* _EXERCISE OBJECTIVE_: According to the article on vision care in 2050, how many people will have age-related macular degeneration in 2050?

* _DOCUMENT SECTION_:

Vision 2050… A Mid-century View

How will the vision picture look in 30 years? Here’s a glance at what’s ahead in terms of an aging patient base and the resulting changes in vision care needs by the year 2050.

Tip: Underscore the importance of regular exams to all patients, especially Hispanics, who may see an almost six-fold increase in AMD between 2010 and 2050.

20%of Americans will be 65 or over by the middle of this century



Talk about a game changer. Today, the Centers for Disease Control and Prevention (CDC) reports the average life expectancy in this country is 78.8 years. By 2050, that may rise to 88 years. And, according to Pew Research Center, 20% of Americans will be 65 or older by then, and some 400,000 people will be at least 100 years of age.



According to the National Institutes of Health (NIH), the number of patients affected by age-related macular degeneration will double by 2050. That represents an increase from 2.07 million Americans in 2010 to 5.44 million people in 2050. Though most new AMD cases will continue to be seen in White Americans, Hispanics will experience the greatest increase–an almost six-fold rise in the number of expected cases, reports the NIH. This is important information to share with that segment of your patient base.



Though the incidence of AMD is increasing, that’s mostly due to the dramatic rise in the senior population in the U.S. When looked at another way–by the percentage of Americans in each generation—a University of Wisconsin-Madison study finds that rates are actually decreasing from generation to generation. That research, as reported in the Dec. 2017 issue of JAMA Ophthalmology, is based on analyses of the landmark Beaver Dam Eye Study and Offspring Study. In this longitudinal cohort study, reports the Journal, “The risk for AMD has actually declined by 60% for each successive generation.” In other words, though their raw numbers are greater, Baby Boomers, as a percentage of the population, are actually less likely to develop AMD than were the Silent or Greatest generations. Add that to improved care, and, as the research reports, “Aging Boomers may actually experience better retinal health at older ages than previous generations.” And the generations that follow will do even better.



Though advances in treatment will change the AMD picture by delaying onset and decreasing impact, vision rehabilitation services will become increasingly important. According to Bhavani Iyer, O.D., chairman of the AOA’s Vision Rehabilitation Committee: “Vision rehabilitation doctors have always known the high value of the services they provide. However, it has been difficult to get more doctors to go into this field due to chair time and issues of staying profitable as a practice.” Hopefully, this rising demand will change all that.

* _PROVIDED MATERIAL_:
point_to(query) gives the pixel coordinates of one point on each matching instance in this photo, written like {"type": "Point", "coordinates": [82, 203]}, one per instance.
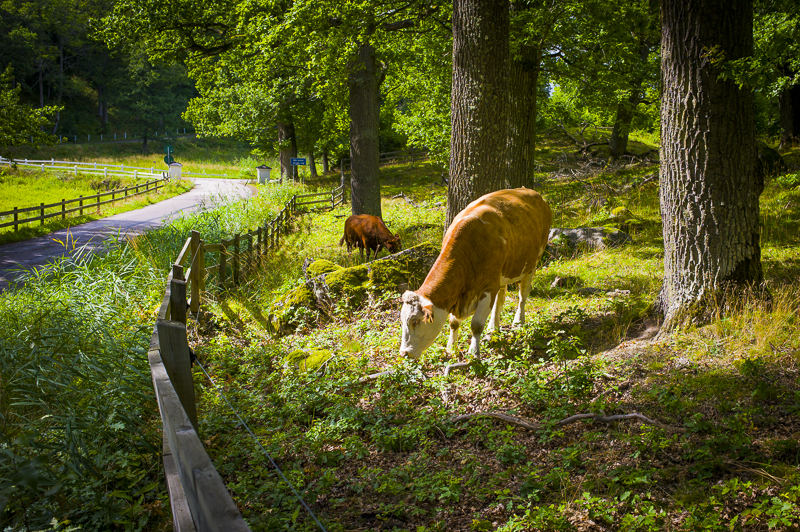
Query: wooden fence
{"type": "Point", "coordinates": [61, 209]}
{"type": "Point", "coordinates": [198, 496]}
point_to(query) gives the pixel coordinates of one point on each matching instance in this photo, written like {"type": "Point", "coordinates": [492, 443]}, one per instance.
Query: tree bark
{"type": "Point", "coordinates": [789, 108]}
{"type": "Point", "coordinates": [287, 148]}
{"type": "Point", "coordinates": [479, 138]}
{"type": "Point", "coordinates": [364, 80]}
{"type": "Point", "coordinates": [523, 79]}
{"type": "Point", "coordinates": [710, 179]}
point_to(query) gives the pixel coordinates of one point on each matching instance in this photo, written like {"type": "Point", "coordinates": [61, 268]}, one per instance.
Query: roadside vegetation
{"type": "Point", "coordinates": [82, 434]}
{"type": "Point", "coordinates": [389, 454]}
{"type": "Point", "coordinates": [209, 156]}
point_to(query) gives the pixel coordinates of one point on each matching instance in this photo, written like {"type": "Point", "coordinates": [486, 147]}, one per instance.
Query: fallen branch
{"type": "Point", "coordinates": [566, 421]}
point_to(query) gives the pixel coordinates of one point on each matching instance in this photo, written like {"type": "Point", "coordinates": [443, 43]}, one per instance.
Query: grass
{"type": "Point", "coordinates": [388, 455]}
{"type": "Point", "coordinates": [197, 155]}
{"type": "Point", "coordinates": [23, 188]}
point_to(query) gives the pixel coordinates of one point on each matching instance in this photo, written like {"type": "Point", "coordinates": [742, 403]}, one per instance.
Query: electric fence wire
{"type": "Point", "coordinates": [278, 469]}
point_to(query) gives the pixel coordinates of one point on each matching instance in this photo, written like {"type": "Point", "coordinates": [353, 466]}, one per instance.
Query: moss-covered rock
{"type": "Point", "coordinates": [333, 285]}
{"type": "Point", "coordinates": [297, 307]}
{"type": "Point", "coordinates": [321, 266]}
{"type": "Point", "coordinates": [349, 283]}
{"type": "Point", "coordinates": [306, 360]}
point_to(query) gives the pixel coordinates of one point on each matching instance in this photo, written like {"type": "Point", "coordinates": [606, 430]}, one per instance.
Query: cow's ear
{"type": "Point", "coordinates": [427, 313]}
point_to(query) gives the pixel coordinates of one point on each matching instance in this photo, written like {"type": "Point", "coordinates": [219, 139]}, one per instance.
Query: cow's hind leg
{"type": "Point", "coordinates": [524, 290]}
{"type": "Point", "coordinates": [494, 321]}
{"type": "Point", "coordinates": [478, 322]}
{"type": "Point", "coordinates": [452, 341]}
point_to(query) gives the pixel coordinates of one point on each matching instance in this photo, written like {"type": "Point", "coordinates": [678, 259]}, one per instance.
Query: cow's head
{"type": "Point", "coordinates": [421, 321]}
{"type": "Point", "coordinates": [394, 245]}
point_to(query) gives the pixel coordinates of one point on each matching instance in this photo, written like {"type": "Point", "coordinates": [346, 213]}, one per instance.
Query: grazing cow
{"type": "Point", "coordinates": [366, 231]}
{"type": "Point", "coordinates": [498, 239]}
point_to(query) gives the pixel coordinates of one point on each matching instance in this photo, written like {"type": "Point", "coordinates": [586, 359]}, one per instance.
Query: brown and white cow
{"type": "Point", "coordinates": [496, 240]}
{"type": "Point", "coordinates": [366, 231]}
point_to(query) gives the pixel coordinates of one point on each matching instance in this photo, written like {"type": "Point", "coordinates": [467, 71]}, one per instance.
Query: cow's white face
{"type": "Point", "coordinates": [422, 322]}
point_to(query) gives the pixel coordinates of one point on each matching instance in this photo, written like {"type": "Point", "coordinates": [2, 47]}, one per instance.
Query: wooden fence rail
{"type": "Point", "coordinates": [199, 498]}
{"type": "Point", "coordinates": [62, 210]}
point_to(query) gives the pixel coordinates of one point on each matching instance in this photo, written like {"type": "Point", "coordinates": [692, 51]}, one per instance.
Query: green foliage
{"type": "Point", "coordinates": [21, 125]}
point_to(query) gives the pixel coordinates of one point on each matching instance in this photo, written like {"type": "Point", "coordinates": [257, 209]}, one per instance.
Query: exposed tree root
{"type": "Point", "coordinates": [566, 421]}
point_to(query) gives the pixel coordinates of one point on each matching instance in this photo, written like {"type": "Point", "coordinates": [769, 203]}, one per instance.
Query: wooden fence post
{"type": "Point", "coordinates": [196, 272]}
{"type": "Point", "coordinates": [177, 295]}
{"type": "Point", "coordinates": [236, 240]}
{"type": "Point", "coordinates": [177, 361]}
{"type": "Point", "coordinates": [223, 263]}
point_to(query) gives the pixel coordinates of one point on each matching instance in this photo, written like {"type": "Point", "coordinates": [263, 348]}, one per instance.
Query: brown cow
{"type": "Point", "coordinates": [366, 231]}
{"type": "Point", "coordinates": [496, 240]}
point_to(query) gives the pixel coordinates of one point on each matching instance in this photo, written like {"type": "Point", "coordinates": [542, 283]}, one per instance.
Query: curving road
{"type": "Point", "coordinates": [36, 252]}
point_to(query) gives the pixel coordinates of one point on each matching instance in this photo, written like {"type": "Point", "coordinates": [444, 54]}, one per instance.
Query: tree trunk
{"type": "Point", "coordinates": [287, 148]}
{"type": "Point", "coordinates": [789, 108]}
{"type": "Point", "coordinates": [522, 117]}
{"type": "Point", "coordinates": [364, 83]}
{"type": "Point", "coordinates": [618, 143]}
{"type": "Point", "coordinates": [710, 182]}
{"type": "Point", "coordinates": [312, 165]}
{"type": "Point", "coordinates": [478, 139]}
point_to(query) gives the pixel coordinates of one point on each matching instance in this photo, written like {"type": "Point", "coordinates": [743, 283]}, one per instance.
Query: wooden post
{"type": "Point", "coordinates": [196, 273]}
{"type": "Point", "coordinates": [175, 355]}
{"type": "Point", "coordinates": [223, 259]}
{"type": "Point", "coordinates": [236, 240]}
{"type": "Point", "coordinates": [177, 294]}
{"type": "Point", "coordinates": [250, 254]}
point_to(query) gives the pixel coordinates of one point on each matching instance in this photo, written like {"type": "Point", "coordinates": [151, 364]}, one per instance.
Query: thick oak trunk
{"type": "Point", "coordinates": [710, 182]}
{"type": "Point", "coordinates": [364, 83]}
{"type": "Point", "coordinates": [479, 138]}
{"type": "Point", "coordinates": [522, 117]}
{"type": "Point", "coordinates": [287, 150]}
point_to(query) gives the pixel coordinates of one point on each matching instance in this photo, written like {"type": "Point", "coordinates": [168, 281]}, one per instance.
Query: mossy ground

==

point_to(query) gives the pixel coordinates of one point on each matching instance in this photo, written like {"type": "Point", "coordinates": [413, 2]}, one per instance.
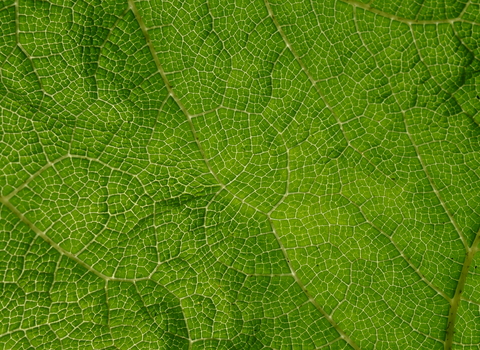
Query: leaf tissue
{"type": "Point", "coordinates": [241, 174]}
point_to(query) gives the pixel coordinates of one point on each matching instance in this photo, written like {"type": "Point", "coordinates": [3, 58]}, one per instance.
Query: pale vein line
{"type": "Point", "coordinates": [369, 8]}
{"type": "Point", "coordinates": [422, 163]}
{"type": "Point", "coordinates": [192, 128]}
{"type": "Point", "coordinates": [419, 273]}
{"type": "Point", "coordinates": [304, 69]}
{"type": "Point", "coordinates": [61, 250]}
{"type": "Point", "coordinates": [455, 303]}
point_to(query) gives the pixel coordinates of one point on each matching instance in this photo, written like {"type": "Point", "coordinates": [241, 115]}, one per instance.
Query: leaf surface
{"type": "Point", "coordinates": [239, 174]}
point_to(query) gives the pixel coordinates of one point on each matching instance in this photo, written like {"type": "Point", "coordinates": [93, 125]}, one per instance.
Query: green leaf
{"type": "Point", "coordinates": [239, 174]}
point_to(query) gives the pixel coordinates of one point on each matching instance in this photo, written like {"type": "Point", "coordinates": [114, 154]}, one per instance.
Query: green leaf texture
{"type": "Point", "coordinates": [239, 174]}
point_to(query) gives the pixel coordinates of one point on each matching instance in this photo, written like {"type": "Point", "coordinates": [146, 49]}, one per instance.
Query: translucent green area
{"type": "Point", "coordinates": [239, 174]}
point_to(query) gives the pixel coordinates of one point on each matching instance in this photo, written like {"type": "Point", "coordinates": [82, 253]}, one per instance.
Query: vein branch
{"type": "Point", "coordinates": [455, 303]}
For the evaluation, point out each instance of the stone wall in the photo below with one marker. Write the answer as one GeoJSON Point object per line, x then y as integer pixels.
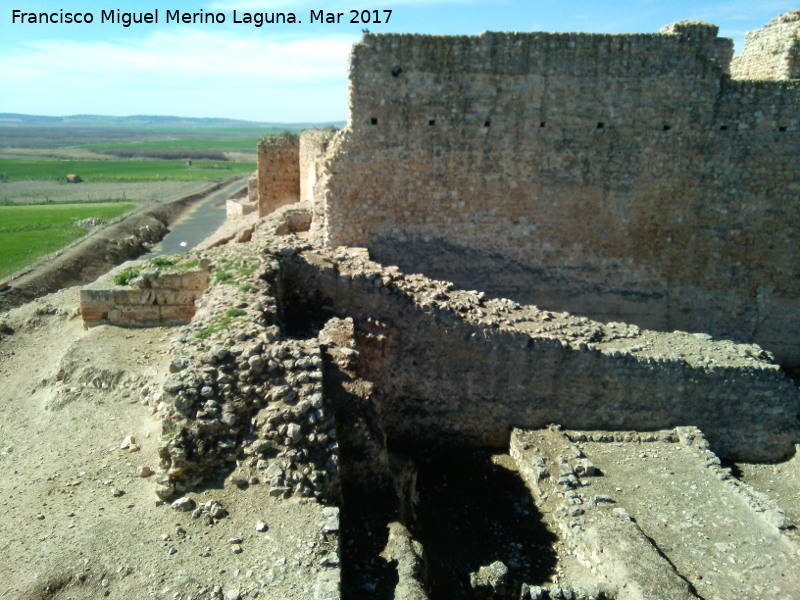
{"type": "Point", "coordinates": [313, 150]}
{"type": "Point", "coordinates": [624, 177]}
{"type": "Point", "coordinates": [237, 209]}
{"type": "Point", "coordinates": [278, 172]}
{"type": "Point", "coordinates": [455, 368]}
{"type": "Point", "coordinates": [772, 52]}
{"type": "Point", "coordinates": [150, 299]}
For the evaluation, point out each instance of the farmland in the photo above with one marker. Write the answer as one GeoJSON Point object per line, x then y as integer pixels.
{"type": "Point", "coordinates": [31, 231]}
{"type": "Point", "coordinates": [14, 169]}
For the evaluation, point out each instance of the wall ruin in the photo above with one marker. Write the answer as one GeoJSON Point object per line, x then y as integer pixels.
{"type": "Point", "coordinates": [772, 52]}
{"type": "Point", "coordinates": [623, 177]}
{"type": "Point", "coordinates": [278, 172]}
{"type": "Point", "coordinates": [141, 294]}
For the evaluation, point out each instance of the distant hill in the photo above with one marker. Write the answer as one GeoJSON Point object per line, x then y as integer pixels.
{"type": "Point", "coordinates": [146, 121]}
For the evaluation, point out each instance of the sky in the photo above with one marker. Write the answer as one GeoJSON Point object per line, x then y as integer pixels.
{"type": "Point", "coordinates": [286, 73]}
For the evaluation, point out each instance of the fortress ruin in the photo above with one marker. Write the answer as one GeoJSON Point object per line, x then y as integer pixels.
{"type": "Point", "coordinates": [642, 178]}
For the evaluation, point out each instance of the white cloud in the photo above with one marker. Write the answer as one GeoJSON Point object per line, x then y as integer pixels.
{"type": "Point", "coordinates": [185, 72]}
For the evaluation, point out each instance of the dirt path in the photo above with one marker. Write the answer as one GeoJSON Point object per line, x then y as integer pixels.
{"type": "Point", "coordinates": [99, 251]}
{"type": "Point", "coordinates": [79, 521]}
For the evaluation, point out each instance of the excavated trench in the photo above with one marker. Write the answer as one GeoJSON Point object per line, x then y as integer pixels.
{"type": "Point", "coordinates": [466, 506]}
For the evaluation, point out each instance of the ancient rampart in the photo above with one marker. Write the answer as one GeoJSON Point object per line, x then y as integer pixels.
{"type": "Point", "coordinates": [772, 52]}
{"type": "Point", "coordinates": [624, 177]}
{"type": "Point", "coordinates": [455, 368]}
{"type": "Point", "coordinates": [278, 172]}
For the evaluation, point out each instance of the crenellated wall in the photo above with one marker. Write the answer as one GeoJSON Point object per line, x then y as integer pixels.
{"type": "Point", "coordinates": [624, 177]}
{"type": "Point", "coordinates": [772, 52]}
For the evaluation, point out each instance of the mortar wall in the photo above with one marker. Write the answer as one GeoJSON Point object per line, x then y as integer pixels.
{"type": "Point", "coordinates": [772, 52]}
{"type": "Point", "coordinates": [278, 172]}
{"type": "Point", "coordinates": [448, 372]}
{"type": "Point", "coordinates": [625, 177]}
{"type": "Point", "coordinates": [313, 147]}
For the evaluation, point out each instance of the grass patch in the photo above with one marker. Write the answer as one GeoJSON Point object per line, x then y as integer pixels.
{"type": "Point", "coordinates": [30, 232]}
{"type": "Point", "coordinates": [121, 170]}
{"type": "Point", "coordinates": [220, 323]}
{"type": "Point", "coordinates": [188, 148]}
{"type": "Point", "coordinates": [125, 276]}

* _WRITTEN SOLUTION_: 5.44 million people.